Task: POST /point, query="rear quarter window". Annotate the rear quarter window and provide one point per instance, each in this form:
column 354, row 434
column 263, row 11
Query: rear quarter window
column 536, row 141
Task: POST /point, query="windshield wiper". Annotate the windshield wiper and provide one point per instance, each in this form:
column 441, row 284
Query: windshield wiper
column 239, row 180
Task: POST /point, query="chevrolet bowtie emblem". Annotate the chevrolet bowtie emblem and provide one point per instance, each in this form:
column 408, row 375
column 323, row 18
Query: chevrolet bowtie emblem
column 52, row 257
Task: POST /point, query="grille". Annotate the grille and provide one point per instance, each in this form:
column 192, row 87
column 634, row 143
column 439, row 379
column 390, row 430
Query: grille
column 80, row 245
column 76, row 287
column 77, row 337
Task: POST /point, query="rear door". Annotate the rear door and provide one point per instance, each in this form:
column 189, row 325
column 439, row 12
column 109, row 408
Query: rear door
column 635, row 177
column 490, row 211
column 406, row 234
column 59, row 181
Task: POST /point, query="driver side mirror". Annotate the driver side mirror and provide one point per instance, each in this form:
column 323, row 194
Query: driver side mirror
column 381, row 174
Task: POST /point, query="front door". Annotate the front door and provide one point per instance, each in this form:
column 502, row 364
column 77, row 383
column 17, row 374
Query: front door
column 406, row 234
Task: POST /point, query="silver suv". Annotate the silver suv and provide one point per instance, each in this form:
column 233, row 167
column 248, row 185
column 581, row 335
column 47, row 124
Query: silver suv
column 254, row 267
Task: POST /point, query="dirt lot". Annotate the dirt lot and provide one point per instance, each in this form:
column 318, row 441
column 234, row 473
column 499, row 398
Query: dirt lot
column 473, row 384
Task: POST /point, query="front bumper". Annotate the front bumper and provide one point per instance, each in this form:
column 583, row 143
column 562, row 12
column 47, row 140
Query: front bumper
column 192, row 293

▶ **TASK DETAILS**
Return all of the records above word for word, with every line in its original order.

▶ **TASK RESPONSE**
Task: POST /point, query="rear quarter window". Annotate the rear quarter window and provide one point per instance, each in this form:
column 354, row 434
column 263, row 11
Query: rear quarter window
column 536, row 141
Task: POST /point, query="windshield wiper". Annotate the windshield wiper and provide one point per instance, each in this form:
column 441, row 284
Query: windshield wiper
column 239, row 180
Task: POST /point, query="chevrolet bowtie emblem". Annotate the chevrolet bowtie emblem and provide one point per instance, each in this form:
column 408, row 375
column 323, row 18
Query: chevrolet bowtie emblem
column 52, row 257
Task: POST /point, query="grille". Annotate the grille and provide one point per instance, each in this form:
column 192, row 87
column 634, row 143
column 439, row 379
column 390, row 430
Query: grille
column 80, row 245
column 76, row 287
column 77, row 337
Task: POST /point, query="rear door". Annotate the rear door and provide one point per instance, each in this form:
column 189, row 325
column 439, row 12
column 109, row 408
Query: rear door
column 635, row 177
column 490, row 211
column 406, row 234
column 59, row 181
Task: POST /point, query="driver side mirror". Annotate the driver side mirror and provide one point per instance, each in this form:
column 323, row 194
Query: driver side mirror
column 381, row 174
Task: POST /point, query="front door". Annotate the front door and provide one point per instance, each in this form:
column 502, row 364
column 77, row 383
column 17, row 374
Query: front door
column 406, row 234
Task: POST /point, query="silver suv". Annotate the silver suv and provide one point per instance, each in this form:
column 233, row 167
column 248, row 185
column 581, row 335
column 47, row 124
Query: silver suv
column 254, row 267
Task: POST /point, query="dirt lot". Annotate the dirt lot and provide one point per instance, each in this form:
column 318, row 441
column 234, row 473
column 499, row 398
Query: dirt lot
column 473, row 384
Task: POST /point, query="front bumper". Annotate the front bumper and provide one point per instance, each in this form:
column 583, row 143
column 562, row 12
column 47, row 140
Query: front bumper
column 192, row 293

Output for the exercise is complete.